* _TAREFAS PROPOSTAS_
**1.** Troque "Código de Processo Civil" por "CPC" no trecho do texto sobre a súmula 76 que vai de "A dispensa de" a "das decisões monocráticas." e escreva esse trecho novamente.
**2.** Liste todos os incisos do CPC citados no texto sobre a súmula 76, indicando o artigo a que cada um pertence.

Ressalvas à recém aprovada súmula 76 do TJ/GO
O TJ/GO, recentemente, aprovou a súmula 76 que, basicamente, dispensa a oitiva do réu não citado no julgamento do agravo de instrumento. O enunciado, porém, expõe problemas de ordem prática e de constitucionalidade duvidosa.
quinta-feira, 13 de outubro de 2022
Atualizado às 14:21
No dia 10 de outubro de 2022, o Órgão Especial do Tribunal de Justiça do Estado de Goiás (TJ/GO) aprovou quatro súmulas em sessão extraordinária1, dentre elas, a súmula 76 com a seguinte redação: "É desnecessária a citação da parte agravada para apresentar contrarrazões ao agravo de instrumento, quando ainda não angularizada a relação processual na origem".
O enunciado da súmula, como se percebe, considera dispensável a oitiva do agravado se ele não houver sido citado na primeira instância. É dizer: para o TJ/GO, se a parte não for citada no processo de origem e também não o for no agravo interposto, não haverá nulidade, isso independentemente de qual seja o resultado do julgamento - pela reforma ou não da decisão recorrida.
Essa orientação, entretanto, parece desafiar maior reflexão, em especial porque pode apresentar problemas de ordem prática e legitimar soluções com duvidosa conformação constitucional.
A dispensa de "citação" (sic) da parte agravada, a bem da verdade, imprime regra que conflita com o procedimento previsto no art. 1.019, inciso II2 do CPC. Veja-se que, na hipótese fática tratada na súmula, o próprio Código de Processo Civil não dispensou a interpelação do agravado pelo só fato de ainda não ter sido citado, mas o contrário: estabeleceu uma alternativa à ausência de angularização da relação processual por intermédio da intimação por "carta com aviso de recebimento".
Ainda que se faça vista grossa a esse procedimento singular, a súmula ainda continua problemática se consideradas as disposições do CPC que prestigiam o contraditório participativo e a excepcionalidade das decisões monocráticas.
De acordo com os incisos do art. 932 do CPC, que pautam a atuação do relator no Tribunal, é possível depreender que a lei processual só autoriza a solução monocrática dos recursos, sem contraditório, em caráter estritamente excepcional, e ainda assim, desde que não tenha aptidão a provocar prejuízo à parte que não foi ouvida.
É o caso do inciso III3, que autoriza a decisão monocrática no juízo negativo de admissibilidade do recurso. Também, é a situação descrita no inciso IV4, que possibilita o julgamento unipessoal se a tese recursal contrariar precedente de observância obrigatória pelos juízes e tribunais. Observa-se que, nessas duas situações, o julgamento do agravo diretamente pelo próprio relator não tem potencial algum de prejudicar a parte que não foi ouvida, pois, ao fim e ao cabo, será ela própria a beneficiada.

* _MATERIAL FORNECIDO_
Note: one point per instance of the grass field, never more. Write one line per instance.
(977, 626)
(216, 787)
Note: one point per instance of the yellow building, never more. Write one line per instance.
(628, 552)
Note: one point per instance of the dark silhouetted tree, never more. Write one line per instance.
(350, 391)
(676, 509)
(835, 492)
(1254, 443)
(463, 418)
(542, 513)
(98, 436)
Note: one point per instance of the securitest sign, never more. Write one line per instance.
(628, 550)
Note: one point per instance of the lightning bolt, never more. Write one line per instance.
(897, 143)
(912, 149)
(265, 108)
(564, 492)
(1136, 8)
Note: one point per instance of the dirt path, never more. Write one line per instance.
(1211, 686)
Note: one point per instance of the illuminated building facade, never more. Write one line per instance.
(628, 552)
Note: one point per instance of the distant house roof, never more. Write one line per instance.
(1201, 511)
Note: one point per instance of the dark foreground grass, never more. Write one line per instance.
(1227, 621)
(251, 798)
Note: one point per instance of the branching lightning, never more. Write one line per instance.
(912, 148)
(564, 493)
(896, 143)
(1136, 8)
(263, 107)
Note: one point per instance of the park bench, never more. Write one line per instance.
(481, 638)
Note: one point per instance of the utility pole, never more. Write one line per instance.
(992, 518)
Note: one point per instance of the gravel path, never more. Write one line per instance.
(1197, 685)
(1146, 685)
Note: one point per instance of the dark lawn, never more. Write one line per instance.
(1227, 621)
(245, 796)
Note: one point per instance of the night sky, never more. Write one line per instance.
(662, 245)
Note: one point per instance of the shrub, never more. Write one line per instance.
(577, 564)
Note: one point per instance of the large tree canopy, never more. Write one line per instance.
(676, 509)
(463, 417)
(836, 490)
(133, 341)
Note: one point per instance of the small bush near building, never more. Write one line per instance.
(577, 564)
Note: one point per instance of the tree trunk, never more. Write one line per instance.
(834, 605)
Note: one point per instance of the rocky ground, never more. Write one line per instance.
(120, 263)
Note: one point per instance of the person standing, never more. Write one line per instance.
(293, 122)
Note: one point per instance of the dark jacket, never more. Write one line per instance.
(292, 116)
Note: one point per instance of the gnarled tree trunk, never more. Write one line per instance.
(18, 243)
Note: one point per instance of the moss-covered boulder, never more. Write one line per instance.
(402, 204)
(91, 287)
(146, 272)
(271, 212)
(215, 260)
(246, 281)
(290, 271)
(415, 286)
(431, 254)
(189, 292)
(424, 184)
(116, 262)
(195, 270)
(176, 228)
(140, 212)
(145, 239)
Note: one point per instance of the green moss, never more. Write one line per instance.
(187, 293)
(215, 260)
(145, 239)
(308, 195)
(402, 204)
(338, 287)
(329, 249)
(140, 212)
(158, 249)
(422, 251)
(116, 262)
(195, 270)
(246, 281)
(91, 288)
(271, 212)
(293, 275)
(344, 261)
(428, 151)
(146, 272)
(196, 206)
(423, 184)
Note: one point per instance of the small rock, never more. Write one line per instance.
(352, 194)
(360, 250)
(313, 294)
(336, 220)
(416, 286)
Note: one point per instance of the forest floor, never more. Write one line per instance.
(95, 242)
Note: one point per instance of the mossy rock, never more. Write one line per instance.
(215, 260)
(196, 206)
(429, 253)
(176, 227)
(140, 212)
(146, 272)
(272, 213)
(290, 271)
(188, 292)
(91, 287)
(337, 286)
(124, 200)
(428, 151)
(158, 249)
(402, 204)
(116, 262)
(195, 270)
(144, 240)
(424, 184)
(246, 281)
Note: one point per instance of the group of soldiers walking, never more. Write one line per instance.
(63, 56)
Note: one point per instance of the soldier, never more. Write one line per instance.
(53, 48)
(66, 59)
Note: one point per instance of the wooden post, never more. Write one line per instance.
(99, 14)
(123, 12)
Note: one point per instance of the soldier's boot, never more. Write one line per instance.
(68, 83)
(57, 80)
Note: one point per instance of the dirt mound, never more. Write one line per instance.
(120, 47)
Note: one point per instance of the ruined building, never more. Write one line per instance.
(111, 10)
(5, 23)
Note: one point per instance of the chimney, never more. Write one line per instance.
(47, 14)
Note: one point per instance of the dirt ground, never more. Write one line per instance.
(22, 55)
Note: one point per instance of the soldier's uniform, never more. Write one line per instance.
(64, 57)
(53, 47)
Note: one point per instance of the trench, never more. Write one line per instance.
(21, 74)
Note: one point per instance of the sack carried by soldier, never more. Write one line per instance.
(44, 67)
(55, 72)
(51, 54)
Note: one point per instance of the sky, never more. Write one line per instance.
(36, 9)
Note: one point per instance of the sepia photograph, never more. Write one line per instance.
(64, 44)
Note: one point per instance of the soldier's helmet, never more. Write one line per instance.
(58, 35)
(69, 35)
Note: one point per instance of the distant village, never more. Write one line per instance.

* _RESPOSTAS_
**1.**
A dispensa de "citação" (sic) da parte agravada, a bem da verdade, imprime regra que conflita com o procedimento previsto no art. 1.019, inciso II2 do CPC. Veja-se que, na hipótese fática tratada na súmula, o próprio CPC não dispensou a interpelação do agravado pelo só fato de ainda não ter sido citado, mas o contrário: estabeleceu uma alternativa à ausência de angularização da relação processual por intermédio da intimação por "carta com aviso de recebimento".
Ainda que se faça vista grossa a esse procedimento singular, a súmula ainda continua problemática se consideradas as disposições do CPC que prestigiam o contraditório participativo e a excepcionalidade das decisões monocráticas.

**2.**
- Inciso II do art. 1.019
- Inciso III do art. 932
- Inciso IV do art. 932